**Exercise directions:** In the article on ISIL and threats to aviation, at what altitude did the attacker on the Daallo Airlines flight detonate the explosive device?

**Text block:**
WASHINGTON — As a result of withering attacks by the U.S.-led military coalition in Iraq and Syria, the Islamic State of Iraq and the Levant (ISIL) is “in a defensive crouch,” according to U.S. military officials.
But the U.S. intelligence community’s view is that ISIL still has two big advantages: numbers and the element of surprise.
“Two things keep me up at night,” U.S. National Counterterrorism Center Director Nicholas Rasmussen told WTOP in an exclusive interview. “Both are directly related to ISIL’s proven ability, using the Internet to radicalize and instruct people, here inside the U.S., to launch attacks.”
“One is that the possibility of an attack here inside the homeland by a group of networked operatives from a foreign terrorist organization who somehow may have escaped our intelligence community’s collection,” said Rasmussen.
According to a U.S. law enforcement official, the San Bernardino attackers who killed 14 people and wounded 22 others on Dec. 2 planned the attack while essentially living a double life.
Rasmussen’s other concern is “the continued threat to our aviation sector.”
“One only has to look overseas to see some of the incidents that have happened with aircraft -bombings attempted bombings -to realize, that remains a continuing and persistent vulnerability,” he said.
He was referring to the downing of Metro Jet flight 9268 on Oct. 31. It broke up in-flight over Egypt’s Sinai, after a bomb was detonated aboard killing all 224 passengers.
Within an hour of the crash, ISIL took responsibility. After several days, Russian and western authorities expressed certainty it was likely an ISIL-sponsored terror attack. ISIL later posted a picture of the device it claimed was used in one of its publications.
In early February, a suicide bomber was blown out of a Daallo Airlines flight leaving Mogadishu airport in Somalia. The attacker was sucked out of a hole in the plane, after detonating an explosive device inside a laptop at 11,000 feet. His body was found later on the ground. The other 73 passengers onboard survived and the crew managed to land the plane.
Authorities around the world are concerned that those successes have emboldened terrorist to outdo each other.
TSA Administrator Peter Neffenger told WTOP the agency is “paying very close attention to our processes, procedures and technologies designed to detect items that could harm an aircraft, damage an aircraft or destroy an aircraft.”
Terrorism experts say that since the Metrojet crash, terrorists are becoming more skillful at creating bombs and slipping them past security. And Neffenger said the TSA has seen evidence of a developing competition among terrorists.
Neffenger said events in the past few months have made it clear that the threat to aviation in certain countries is much higher than at any time in recent years and “that competition means that the environment is a little more uncertain than it was before.”
“From an intelligence perspective, we see terrorist groups continuing to aspire to carry out those kinds of attacks. And I don’t envy my colleagues and partners with responsibility for aviation security because they have one of the most difficult jobs there is,” said Rasmussen.
The difficulty, he said is being right 100 percent of the time.
“They can do everything right in 99.9 percent of the locations around the world where we are dealing with the traveling public, and it’s that one-tenth of one percent vulnerability that keeps me up at night.”

**Dataset:**
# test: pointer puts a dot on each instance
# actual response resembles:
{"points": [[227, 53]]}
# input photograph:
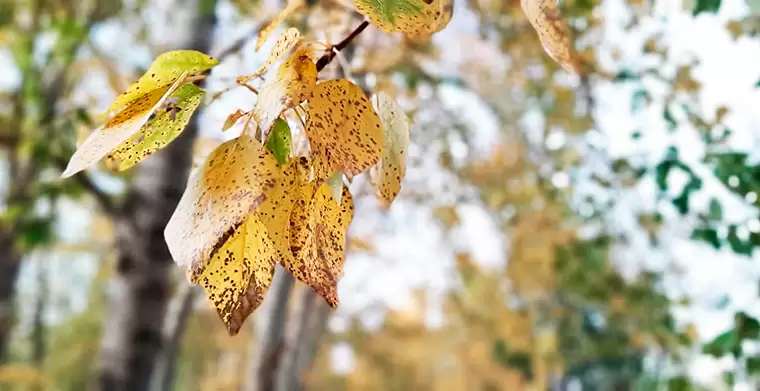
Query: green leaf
{"points": [[706, 6], [164, 71], [279, 141], [721, 345], [416, 18], [168, 123]]}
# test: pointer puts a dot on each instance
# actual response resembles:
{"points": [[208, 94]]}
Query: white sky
{"points": [[415, 252]]}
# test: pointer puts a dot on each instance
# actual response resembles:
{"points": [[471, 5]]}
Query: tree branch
{"points": [[325, 59]]}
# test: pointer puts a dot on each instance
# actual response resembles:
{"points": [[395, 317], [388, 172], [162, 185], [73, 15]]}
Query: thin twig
{"points": [[327, 57]]}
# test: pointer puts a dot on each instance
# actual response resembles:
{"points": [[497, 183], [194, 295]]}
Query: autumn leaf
{"points": [[387, 175], [287, 41], [232, 119], [119, 128], [235, 179], [553, 32], [275, 22], [239, 273], [335, 183], [280, 141], [318, 238], [417, 18], [165, 70], [167, 124], [343, 129], [292, 84]]}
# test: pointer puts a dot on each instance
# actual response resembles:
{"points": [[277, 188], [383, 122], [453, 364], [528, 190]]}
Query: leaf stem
{"points": [[327, 57]]}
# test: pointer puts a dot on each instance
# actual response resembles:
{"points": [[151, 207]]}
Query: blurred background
{"points": [[552, 233]]}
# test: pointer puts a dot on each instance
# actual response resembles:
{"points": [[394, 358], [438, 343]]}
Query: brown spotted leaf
{"points": [[417, 18], [318, 238], [168, 122], [274, 213], [236, 178], [165, 70], [119, 128], [345, 133], [293, 83], [387, 175], [553, 31], [240, 270], [275, 22]]}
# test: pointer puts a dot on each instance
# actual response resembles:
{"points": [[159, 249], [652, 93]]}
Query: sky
{"points": [[413, 251]]}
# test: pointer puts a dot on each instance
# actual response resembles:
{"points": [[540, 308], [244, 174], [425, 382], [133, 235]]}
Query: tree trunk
{"points": [[302, 341], [10, 262], [176, 324], [133, 335], [270, 340]]}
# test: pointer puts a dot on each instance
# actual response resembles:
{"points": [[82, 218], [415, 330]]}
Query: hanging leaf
{"points": [[553, 32], [235, 179], [387, 175], [165, 70], [167, 124], [285, 43], [119, 128], [280, 140], [276, 22], [232, 119], [275, 211], [413, 17], [239, 272], [335, 183], [343, 129], [318, 238], [292, 85]]}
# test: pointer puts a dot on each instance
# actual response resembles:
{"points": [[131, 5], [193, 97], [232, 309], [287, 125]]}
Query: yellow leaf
{"points": [[239, 273], [236, 178], [553, 31], [166, 125], [119, 128], [318, 238], [416, 18], [165, 70], [287, 41], [292, 85], [232, 118], [343, 129], [276, 21], [387, 175], [275, 211]]}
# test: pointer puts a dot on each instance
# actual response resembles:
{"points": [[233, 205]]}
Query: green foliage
{"points": [[279, 142]]}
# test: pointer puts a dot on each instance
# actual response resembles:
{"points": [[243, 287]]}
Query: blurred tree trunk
{"points": [[134, 327], [10, 261]]}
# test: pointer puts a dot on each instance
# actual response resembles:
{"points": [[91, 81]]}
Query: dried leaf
{"points": [[168, 123], [387, 175], [292, 85], [287, 41], [343, 129], [318, 238], [275, 22], [119, 128], [235, 179], [415, 18], [165, 70], [553, 31], [239, 273], [335, 183], [280, 140]]}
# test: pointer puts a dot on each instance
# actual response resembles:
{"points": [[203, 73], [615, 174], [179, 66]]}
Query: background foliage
{"points": [[552, 230]]}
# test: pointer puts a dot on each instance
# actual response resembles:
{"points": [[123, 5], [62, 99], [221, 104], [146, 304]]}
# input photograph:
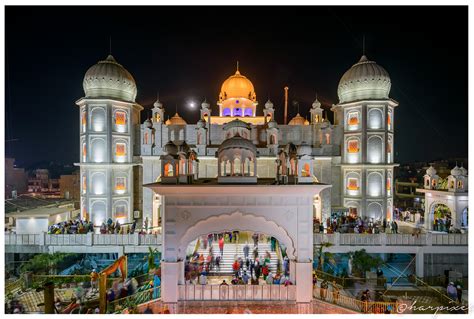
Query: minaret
{"points": [[366, 113], [107, 140]]}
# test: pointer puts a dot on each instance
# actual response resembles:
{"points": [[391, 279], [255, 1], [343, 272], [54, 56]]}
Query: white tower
{"points": [[367, 113], [108, 118]]}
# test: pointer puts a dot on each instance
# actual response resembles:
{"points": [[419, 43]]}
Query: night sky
{"points": [[186, 53]]}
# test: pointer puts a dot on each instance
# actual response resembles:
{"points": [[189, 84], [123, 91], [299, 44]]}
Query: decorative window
{"points": [[145, 138], [353, 146], [120, 184], [120, 149], [120, 211], [83, 120], [84, 152], [306, 171], [120, 118], [353, 118], [84, 184], [352, 184]]}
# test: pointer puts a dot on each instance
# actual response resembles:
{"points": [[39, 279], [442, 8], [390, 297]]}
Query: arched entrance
{"points": [[440, 217], [236, 221]]}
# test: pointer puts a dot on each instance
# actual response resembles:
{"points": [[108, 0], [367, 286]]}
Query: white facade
{"points": [[364, 124]]}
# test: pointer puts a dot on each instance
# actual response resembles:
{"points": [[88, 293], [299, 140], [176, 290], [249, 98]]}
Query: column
{"points": [[169, 281], [304, 282], [420, 263]]}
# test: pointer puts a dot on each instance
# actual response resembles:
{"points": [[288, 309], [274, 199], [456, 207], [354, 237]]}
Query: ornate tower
{"points": [[108, 118], [366, 113]]}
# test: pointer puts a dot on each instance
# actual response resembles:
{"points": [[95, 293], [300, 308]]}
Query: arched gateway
{"points": [[282, 211]]}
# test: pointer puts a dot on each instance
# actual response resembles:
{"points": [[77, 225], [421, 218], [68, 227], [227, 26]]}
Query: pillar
{"points": [[304, 282], [169, 281], [420, 263]]}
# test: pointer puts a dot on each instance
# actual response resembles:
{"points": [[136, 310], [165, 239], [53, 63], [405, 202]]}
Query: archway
{"points": [[440, 217], [236, 221]]}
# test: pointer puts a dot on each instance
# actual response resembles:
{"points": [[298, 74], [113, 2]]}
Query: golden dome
{"points": [[176, 120], [297, 120], [237, 86]]}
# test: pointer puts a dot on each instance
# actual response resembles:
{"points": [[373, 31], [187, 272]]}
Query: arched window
{"points": [[98, 212], [98, 183], [83, 121], [120, 185], [98, 150], [98, 119], [353, 146], [375, 184], [120, 152], [120, 121], [84, 152], [375, 119], [375, 149], [237, 112]]}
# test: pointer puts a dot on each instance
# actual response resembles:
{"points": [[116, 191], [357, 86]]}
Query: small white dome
{"points": [[304, 149], [365, 80], [316, 104], [431, 171], [268, 104], [239, 143], [148, 123], [170, 148], [109, 79], [272, 124], [456, 171]]}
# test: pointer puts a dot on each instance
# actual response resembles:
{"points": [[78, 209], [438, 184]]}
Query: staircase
{"points": [[234, 251]]}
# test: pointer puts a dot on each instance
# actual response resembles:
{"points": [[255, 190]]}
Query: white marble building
{"points": [[120, 153]]}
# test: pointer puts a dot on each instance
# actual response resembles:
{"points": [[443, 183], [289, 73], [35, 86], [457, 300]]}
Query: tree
{"points": [[362, 262]]}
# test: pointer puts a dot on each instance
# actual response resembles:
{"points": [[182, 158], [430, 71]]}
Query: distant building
{"points": [[69, 186], [16, 179], [41, 184]]}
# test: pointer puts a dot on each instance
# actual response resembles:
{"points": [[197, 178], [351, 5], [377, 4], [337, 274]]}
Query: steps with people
{"points": [[233, 251]]}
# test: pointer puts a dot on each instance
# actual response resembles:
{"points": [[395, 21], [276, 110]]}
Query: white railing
{"points": [[89, 239], [236, 292], [338, 239], [24, 239]]}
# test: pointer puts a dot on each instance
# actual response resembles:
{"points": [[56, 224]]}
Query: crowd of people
{"points": [[247, 268], [357, 225], [77, 226]]}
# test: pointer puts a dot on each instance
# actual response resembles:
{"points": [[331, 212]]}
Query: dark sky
{"points": [[187, 52]]}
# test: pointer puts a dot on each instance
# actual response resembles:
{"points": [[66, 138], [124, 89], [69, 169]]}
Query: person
{"points": [[221, 245], [335, 292], [156, 285], [269, 279], [148, 310], [459, 292], [245, 278], [236, 268], [246, 250], [255, 239], [203, 279], [452, 291], [94, 280]]}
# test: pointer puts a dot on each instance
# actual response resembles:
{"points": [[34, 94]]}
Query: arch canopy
{"points": [[236, 221]]}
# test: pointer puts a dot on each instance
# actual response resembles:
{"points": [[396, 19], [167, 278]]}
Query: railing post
{"points": [[337, 239], [429, 239]]}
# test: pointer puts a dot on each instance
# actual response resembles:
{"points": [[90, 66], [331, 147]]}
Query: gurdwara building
{"points": [[233, 143]]}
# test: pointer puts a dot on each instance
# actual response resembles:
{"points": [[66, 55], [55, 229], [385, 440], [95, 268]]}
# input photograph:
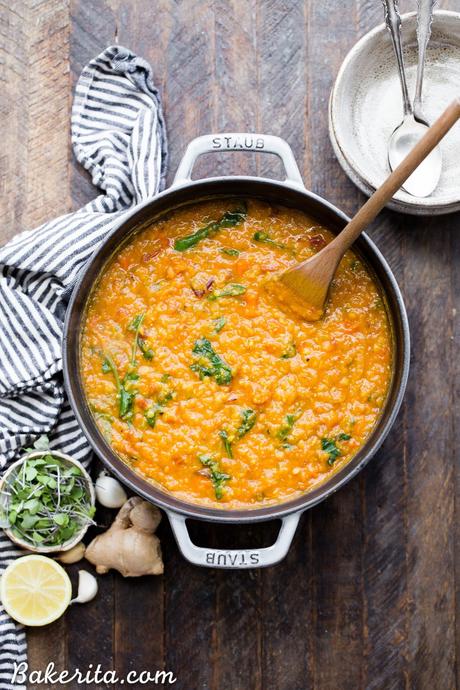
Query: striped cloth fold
{"points": [[118, 135]]}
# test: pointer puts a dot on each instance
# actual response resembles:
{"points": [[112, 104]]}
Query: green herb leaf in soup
{"points": [[329, 445], [226, 443], [139, 341], [230, 290], [228, 220], [209, 363], [248, 419], [217, 477], [125, 393]]}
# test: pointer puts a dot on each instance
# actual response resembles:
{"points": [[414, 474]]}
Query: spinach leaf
{"points": [[248, 419], [217, 477], [209, 363], [227, 443], [228, 220], [329, 445], [230, 290], [125, 394], [139, 341]]}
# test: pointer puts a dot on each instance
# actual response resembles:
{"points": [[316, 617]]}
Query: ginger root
{"points": [[129, 545]]}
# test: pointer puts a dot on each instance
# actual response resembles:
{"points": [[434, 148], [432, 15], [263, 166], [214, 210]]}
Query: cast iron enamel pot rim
{"points": [[184, 191]]}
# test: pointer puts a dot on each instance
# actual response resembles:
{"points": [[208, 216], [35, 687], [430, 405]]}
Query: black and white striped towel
{"points": [[118, 135]]}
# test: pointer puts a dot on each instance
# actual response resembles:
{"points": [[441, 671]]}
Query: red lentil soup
{"points": [[204, 386]]}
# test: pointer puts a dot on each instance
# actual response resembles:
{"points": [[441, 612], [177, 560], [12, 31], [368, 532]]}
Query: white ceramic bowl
{"points": [[366, 106], [89, 482]]}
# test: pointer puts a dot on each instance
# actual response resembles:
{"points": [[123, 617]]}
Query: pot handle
{"points": [[231, 141], [234, 558]]}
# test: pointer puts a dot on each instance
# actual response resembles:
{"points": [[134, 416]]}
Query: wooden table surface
{"points": [[367, 595]]}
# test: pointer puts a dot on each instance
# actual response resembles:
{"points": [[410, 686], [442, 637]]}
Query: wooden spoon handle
{"points": [[383, 194]]}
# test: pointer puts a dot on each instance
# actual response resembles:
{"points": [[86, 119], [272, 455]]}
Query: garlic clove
{"points": [[73, 555], [87, 588], [109, 491]]}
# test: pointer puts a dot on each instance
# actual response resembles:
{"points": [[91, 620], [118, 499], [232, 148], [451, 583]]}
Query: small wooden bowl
{"points": [[89, 483]]}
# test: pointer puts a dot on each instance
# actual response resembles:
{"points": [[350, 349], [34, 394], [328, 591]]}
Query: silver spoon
{"points": [[414, 125]]}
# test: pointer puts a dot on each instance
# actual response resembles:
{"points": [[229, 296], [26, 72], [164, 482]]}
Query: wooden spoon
{"points": [[304, 288]]}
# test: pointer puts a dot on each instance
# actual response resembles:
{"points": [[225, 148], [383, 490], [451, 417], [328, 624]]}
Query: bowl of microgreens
{"points": [[47, 500]]}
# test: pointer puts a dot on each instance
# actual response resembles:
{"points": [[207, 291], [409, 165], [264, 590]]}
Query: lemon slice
{"points": [[35, 590]]}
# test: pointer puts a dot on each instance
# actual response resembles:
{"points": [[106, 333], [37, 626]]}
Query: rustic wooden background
{"points": [[367, 595]]}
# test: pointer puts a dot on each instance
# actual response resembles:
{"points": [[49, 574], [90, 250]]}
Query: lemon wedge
{"points": [[35, 590]]}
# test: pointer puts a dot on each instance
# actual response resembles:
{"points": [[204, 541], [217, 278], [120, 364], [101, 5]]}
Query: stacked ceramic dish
{"points": [[366, 106]]}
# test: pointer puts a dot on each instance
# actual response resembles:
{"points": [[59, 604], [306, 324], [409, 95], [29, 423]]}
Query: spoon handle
{"points": [[383, 194], [393, 24], [424, 21]]}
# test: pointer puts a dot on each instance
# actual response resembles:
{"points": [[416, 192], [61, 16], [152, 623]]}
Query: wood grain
{"points": [[368, 595], [34, 166]]}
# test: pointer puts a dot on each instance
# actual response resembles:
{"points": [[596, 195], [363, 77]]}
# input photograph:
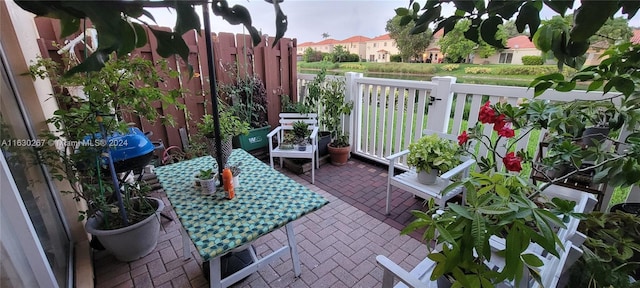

**Written reply:** At 11,000 feet.